Exercise requirements ::
Could you reproduce all of the records exactly?

Stored entries
== == ==

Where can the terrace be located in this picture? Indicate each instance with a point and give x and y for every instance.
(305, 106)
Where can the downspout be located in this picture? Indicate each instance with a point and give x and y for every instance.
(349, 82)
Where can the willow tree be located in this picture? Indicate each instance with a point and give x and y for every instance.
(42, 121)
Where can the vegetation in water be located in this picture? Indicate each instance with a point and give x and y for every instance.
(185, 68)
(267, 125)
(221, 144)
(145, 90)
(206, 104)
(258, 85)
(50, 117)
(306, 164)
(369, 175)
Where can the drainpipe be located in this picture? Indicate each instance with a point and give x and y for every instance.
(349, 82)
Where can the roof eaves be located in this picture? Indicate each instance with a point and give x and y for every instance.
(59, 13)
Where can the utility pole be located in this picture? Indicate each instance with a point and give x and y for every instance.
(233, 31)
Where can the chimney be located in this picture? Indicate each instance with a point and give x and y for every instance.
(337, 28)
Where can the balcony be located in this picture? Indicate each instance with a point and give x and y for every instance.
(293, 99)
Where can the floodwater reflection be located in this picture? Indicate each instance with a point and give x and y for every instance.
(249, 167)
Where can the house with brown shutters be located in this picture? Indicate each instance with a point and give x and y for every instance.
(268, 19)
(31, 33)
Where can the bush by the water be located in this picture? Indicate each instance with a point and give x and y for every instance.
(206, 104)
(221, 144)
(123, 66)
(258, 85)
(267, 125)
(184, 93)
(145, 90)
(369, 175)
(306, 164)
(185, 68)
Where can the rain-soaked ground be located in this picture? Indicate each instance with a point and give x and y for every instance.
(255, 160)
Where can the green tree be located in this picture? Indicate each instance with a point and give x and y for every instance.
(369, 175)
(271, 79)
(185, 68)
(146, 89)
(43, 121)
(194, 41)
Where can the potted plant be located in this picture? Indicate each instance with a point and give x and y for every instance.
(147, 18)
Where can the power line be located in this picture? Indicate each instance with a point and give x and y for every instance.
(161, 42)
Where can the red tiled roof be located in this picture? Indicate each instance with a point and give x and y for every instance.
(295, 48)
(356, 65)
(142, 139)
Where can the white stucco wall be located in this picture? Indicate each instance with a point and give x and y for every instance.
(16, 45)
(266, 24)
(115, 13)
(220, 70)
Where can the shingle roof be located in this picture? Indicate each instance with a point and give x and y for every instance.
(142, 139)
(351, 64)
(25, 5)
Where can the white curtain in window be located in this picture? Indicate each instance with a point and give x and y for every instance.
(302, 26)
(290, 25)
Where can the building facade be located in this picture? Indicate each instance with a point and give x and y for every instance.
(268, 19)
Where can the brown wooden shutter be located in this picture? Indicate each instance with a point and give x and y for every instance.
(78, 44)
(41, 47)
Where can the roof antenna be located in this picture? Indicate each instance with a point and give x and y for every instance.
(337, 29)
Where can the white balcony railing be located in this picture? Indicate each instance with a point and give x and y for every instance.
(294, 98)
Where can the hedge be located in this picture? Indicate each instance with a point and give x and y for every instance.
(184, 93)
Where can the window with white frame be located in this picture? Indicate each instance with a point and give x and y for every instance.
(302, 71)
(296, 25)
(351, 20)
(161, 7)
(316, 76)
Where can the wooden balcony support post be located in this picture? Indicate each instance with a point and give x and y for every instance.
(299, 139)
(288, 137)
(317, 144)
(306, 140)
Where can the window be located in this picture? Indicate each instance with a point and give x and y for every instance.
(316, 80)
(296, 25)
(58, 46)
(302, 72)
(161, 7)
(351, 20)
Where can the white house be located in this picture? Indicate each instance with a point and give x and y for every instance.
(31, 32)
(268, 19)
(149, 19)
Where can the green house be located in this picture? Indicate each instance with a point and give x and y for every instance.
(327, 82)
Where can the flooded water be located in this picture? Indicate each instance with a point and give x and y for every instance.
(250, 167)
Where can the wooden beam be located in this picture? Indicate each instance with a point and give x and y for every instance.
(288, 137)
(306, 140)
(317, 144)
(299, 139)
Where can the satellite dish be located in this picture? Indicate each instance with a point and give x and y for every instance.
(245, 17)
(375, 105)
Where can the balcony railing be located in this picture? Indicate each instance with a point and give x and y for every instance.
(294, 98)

== == ==

Answer to this exercise ::
Where can the terrace be located in this picture? Indicate each instance with a point and give x and y for every instance.
(305, 106)
Where can the downspout be located in this picture? Indicate each instance with a point and give x and y for every instance.
(349, 82)
Where can the willow tree be located in this picture? Indicate each instance with a point and give x and y for every instance.
(42, 121)
Where can the vegetation in water be located in this picture? Indicate each instance with a point and give x and y for every instance.
(185, 68)
(267, 125)
(221, 144)
(145, 90)
(206, 104)
(258, 85)
(50, 117)
(306, 164)
(369, 175)
Where can the drainpipe be located in this picture? Indicate each instance with a point and give x and y for every instance.
(349, 82)
Where can the roof eaves be located in this picture? Indicate each instance with a point and give x and y for every instance.
(59, 13)
Where can the utility pole be located in this picture? Indicate each instance with a point and give x and y for every instance.
(233, 31)
Where can the chimney be located in this picture? Indicate each instance with a point and give x and y for every instance.
(337, 28)
Where can the balcony be located in this picture? Indicate each instance with a point and give x and y for every instance.
(293, 99)
Where can the floodwater reflection be located in this picture? Indicate each instance with a point and give x and y for every instance.
(249, 167)
Where can the house with brown shutters be located in this picture? Indicate each instance with a point and give x and y for every instance.
(268, 19)
(31, 33)
Where can the bush by the water be located in this picture? Indicate each instance with a point and give x and y for every instance.
(206, 104)
(221, 144)
(123, 66)
(258, 85)
(267, 125)
(184, 93)
(145, 90)
(369, 175)
(306, 164)
(185, 68)
Where can the rain-soaked ground be located in this picture? Indicate each instance with a point and give x and y for every instance.
(255, 160)
Where can the green tree be located in this picture? Indicate each instance with a point and give x and y for every instance.
(369, 175)
(271, 79)
(185, 68)
(146, 89)
(43, 121)
(194, 41)
Where can the potted plant be located in this picture? Indicate each instance with a point and give x and y for every instance.
(147, 18)
Where can the power line be located in this picture? Indicate each instance with a point and give x and y for every instance.
(161, 42)
Where can the red tiled roof be located in this picture? Indicate each instance with a point and give x and y for every instance.
(295, 48)
(356, 65)
(142, 139)
Where can the white stucco wall be located in this picture? Indicate each instance with a point and give x and y for every instance.
(16, 45)
(266, 24)
(115, 13)
(220, 70)
Where can the shingle roof be located in this picture? Indicate each instance with a point and give x and y for every instance.
(142, 139)
(351, 64)
(25, 5)
Where can the white curtain in window be located in this picture? Indicate each instance with a point and give x and y for every instance.
(302, 26)
(290, 25)
Where can the building facade be located in this picture? Indicate each instance with a point and give x and y for every instance.
(268, 19)
Where can the brown wooden shutter be located in this picture? Indicate each instance with a point and give x and y for every instance.
(78, 44)
(41, 47)
Where can the roof antenna be located in this picture? Indicate each instance with a point and give x and y for every instance.
(337, 29)
Where can the white balcony railing be located in this picture? Indicate each instance with a point and give x and y for every instance.
(294, 98)
Where can the hedge be located in this picture? Indicate each instance with a point and give x and y for every instance.
(184, 93)
Where can the window with white frame be located in this picture? Indicate each instance with a point and give x and y for every instance.
(302, 71)
(296, 25)
(351, 20)
(161, 7)
(316, 76)
Where can the wooden balcony support post be located in this picture? Indicate each instance with a point and give x and y for every instance.
(299, 139)
(288, 137)
(317, 144)
(306, 140)
Where can the window be located in this picture? Indicate each instance with a point and give x and y for every instance.
(316, 80)
(296, 25)
(58, 46)
(302, 72)
(161, 7)
(351, 20)
Where can the white house be located in this picture? Indicate each instance with a point and give x and y for every instance.
(31, 32)
(268, 19)
(149, 19)
Where can the green house be located in this picture? Indicate each instance with a point and give x and y for every instance.
(327, 82)
Where can the flooded water be located in this picture? Indicate each instance with a point and give x and y for every instance.
(250, 167)
Where can the wooden beam be located in this picture? Indicate each instance with a point and give x and y for every instance.
(288, 137)
(306, 140)
(317, 144)
(299, 139)
Where can the satellite dish be located in this picture? Indicate each instance with a point and give x and y for every instance.
(245, 17)
(375, 105)
Where can the balcony railing be located in this picture? Indicate each instance with a point and give x and y for every instance.
(294, 98)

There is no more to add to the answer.